··· SELECTED TEXT ···

Campt contextualizes these artistic practices within the contemporary explosion of Black cultural production and innovation in mainstream culture today, made possible through the diversification of media distribution channels and the reach of online and social media platforms. In response to this broadening visibility, she poses a central question: “Rather than looking at Black people, rather than simply multiplying the representation of Black folks, what would it mean to see oneself through the complex positionality that is blackness—and work through its implications on and for oneself?” (7). A Black Gaze is a curatorial project that brings together artists who refuse to flatten or simplify Black life into easily consumable narratives. Instead of representing Black communities through modes that traditionally elicit “pity, sympathy, or concern” (7), these artists, including Khalil Joseph, Arthur Jafa, Simone Leigh, and Okwui Okpokwasili, embrace a diverse range of experiences while advancing a more transformative aesthetics that push at the limits of their respective media. They do not shy away from presenting difficult or even contradictory images—of poverty and excess, precarity and joy, violence and community—to reflect the full richness of Black experiences. While Blackness is central to these artists’ works and themes, Campt avoids imposition of fixed identities or identitarian politics. Rather, her project is one of positionality: How do we, as viewers, position ourselves in relation to Blackness, given the overall climate of anti-Blackness and white supremacy? How does the art present different positions in relation to Black life and to the state-sanctioned forces that lead to Black death?

Rethinking the politics of the gaze is a challenging critical endeavor, and Campt acknowledges this from the start. The gaze, she states, is “steeped in white male desire as a privileged perspective of viewing and lodged so profoundly in the logic of the plantation" (23). The theory of the gaze is famously associated with feminist film studies scholar Laura Mulvey’s 1975 essay “Visual Pleasure and Narrative Cinema.” Mulvey theorized the gendered dynamics of visuality within patriarchy, but this theory also applies to other practices of visual domination, including the long histories of police surveillance of criminalized subjects and colonial representation practices that serve to legitimize conquest. Campt questions if the gaze is even “capable” of serving the theoretical foundation of her book while casting her attention on Black theorists whose work supports the concept of “a Black gaze,” specifically bell hooks and Manthia Diawara. These theorists posit that the dynamics of the gaze is not a totalizing force while foregrounding the potential for Black resistance within visuality’s hold. Historically oppressed subjects have dared to look back (what hooks deems “the oppositional gaze”) and thus have asserted their own subjectivity and agency for self-identification. As a theorist of Black studies and visual culture, Campt embraces the strong impact that the notion of the gaze has in contemporary art and media discourse and explores the potential to invest it with a new power.

The subject of Campt’s “a Black gaze” is not necessarily consumed by viewers, but rather is part of a complex aesthetic landscape that confronts viewers’ expectations and tendencies to passively consume images. A common quality across the featured artist’s divergent practices is that they demand viewers to work and grapple with their own position to and complicity with anti-Black violence. Campt’s use of the indefinite article—a Black gaze instead of a singular and closed the Black gaze—asserts the polyvalence of this new theory. She states, “It is at once a critical framework, a reading apparatus, a term that defines an artist’s practice, and a mode of spectatorial mediation that demands particularly active modes of watching, listening, and witnessing” (21).

··· MATERIAL PROVIDED ···

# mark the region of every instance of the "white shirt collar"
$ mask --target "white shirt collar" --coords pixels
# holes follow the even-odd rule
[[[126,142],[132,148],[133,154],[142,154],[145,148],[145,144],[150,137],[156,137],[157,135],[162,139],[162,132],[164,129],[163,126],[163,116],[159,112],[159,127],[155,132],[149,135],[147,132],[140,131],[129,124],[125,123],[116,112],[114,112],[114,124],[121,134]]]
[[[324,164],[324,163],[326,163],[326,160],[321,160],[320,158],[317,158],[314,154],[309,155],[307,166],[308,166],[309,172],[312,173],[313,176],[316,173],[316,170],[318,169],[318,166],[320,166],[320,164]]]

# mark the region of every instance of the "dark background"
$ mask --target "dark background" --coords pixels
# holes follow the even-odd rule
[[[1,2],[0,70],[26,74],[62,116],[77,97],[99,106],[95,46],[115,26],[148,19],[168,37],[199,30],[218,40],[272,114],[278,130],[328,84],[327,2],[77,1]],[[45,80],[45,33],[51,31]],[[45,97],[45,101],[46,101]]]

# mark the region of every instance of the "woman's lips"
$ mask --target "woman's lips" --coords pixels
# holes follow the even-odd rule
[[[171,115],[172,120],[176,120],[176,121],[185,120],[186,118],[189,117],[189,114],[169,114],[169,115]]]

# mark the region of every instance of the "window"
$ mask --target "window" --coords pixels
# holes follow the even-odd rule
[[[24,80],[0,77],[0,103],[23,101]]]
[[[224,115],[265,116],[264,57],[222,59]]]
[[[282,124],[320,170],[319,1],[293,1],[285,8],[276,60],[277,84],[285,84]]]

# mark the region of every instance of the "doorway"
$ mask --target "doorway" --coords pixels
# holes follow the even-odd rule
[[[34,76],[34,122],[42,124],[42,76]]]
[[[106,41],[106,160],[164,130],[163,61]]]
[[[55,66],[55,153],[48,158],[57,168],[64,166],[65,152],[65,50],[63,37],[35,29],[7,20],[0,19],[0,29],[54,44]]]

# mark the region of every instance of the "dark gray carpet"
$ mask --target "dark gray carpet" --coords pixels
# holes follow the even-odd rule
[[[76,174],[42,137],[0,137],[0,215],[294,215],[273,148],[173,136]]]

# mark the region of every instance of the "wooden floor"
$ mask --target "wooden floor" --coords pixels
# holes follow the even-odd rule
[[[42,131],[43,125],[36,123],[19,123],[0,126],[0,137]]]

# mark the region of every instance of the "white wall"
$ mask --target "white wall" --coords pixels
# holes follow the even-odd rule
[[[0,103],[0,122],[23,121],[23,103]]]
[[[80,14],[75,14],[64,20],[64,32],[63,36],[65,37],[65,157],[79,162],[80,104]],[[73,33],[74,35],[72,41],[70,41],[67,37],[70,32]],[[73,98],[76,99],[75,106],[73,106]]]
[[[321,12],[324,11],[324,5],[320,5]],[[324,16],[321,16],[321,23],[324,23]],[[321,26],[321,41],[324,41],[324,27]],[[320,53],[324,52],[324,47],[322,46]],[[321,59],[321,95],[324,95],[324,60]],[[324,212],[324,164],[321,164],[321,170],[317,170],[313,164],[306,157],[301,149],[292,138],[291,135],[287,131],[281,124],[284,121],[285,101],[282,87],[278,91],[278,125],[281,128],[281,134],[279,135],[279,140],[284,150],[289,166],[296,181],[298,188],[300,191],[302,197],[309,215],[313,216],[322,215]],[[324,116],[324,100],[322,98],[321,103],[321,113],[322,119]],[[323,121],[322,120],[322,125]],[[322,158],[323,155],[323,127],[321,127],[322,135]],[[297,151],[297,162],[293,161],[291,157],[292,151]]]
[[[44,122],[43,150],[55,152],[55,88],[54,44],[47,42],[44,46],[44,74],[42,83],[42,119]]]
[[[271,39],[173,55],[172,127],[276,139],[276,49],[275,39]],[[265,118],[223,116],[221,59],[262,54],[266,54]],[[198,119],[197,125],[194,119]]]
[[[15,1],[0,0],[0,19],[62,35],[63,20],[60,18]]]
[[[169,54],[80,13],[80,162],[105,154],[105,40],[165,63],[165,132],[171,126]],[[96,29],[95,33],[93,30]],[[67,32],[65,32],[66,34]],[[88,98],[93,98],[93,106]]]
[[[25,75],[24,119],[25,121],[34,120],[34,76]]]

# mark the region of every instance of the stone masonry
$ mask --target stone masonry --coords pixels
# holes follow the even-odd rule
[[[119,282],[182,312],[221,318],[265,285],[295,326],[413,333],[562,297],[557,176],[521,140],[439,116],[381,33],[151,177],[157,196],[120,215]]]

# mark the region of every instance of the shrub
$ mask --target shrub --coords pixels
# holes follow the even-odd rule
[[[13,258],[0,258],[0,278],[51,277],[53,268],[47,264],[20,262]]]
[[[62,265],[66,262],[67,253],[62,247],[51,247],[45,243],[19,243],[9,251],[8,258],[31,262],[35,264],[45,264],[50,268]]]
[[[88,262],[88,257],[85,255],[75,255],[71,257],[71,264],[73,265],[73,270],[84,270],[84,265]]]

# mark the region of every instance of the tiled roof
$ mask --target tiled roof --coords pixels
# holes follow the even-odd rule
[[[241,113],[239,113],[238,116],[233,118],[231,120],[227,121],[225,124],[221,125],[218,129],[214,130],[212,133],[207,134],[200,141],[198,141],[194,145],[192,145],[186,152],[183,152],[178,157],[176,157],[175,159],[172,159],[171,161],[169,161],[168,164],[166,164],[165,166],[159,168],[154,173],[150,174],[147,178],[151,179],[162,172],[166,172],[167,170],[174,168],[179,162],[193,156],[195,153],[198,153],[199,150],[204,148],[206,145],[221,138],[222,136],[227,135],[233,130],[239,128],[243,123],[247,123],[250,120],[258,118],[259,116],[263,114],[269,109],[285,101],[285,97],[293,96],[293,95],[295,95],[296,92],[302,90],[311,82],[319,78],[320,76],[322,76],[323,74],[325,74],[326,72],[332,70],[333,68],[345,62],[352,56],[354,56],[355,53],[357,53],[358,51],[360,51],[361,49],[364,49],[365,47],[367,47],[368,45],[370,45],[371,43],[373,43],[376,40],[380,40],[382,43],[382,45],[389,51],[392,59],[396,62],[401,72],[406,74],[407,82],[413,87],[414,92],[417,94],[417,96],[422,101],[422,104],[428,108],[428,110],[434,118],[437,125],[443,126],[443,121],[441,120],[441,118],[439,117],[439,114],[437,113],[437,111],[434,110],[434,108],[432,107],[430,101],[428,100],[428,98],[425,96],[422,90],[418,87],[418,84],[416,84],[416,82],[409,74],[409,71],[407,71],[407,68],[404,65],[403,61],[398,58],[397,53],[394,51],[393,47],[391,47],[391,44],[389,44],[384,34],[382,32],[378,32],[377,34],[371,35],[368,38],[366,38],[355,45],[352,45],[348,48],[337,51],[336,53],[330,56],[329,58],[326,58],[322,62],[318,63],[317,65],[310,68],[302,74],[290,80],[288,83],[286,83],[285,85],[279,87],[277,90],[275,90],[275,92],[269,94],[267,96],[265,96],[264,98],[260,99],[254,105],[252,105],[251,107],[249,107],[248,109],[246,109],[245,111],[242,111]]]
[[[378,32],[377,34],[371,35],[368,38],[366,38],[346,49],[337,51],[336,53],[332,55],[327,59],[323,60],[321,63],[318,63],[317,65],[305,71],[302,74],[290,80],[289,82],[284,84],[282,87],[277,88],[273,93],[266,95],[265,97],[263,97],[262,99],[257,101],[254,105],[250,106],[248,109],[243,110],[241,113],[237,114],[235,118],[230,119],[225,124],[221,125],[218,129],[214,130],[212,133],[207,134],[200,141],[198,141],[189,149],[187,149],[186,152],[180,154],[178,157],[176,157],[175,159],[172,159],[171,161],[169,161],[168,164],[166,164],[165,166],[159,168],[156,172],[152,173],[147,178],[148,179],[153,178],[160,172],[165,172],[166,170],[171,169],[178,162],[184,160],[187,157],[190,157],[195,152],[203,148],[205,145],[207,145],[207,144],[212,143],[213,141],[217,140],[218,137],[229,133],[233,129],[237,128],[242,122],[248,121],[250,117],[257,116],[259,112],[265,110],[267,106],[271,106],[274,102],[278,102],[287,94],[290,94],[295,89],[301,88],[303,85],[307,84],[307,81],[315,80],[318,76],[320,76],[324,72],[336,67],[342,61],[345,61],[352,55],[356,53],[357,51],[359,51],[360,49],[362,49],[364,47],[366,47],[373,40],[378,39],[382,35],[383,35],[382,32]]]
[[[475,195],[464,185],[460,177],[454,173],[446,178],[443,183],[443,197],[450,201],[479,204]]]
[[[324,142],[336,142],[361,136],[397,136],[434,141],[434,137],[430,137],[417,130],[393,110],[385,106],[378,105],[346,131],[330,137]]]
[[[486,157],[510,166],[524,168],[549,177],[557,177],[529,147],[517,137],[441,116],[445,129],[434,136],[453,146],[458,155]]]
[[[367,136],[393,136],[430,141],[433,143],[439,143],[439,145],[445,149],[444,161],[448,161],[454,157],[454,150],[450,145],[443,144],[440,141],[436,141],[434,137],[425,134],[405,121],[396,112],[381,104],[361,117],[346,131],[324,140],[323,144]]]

···

## PROBLEM STATEMENT
Go on with the passage about Campt's A Black Gaze, picking up right after its last sentence. You won't need the data above.

## TASK ANSWER
“Verse One: The Intimacy of Strangers” is dedicated to the life-size photographs of the artist Deanna Lawson. Referencing rich histories of studio portraiture and quotidian snapshot photography, Lawson’s images are both captivating and uncomfortable. They juxtapose the familial spaces of living rooms and bedrooms—with patterned curtains, floral bedsheets, casually displayed family paraphernalia—with highly staged bodily poses and choreographed contortions. (We are told that the Los Angeles artist Noah Davis advised Lawson to “go big.”) Famously, the subjects of Lawson’s photographs look directly and impenetrably into the camera. “Rather than viewing them, we are viewed by these subjects instead” (36), writes Campt. The unwavering quality of their gaze conveys a refusal to be consumed—refusal being a generative strategy to protect and sustain worlds that are systematically under attack. These are images of marginalized working-class Black subjects who are not straining to justify their own legitimacy nor are they defined by the proximity to whiteness. Instead, they are “imaged so unapologetically on its own terms” (39).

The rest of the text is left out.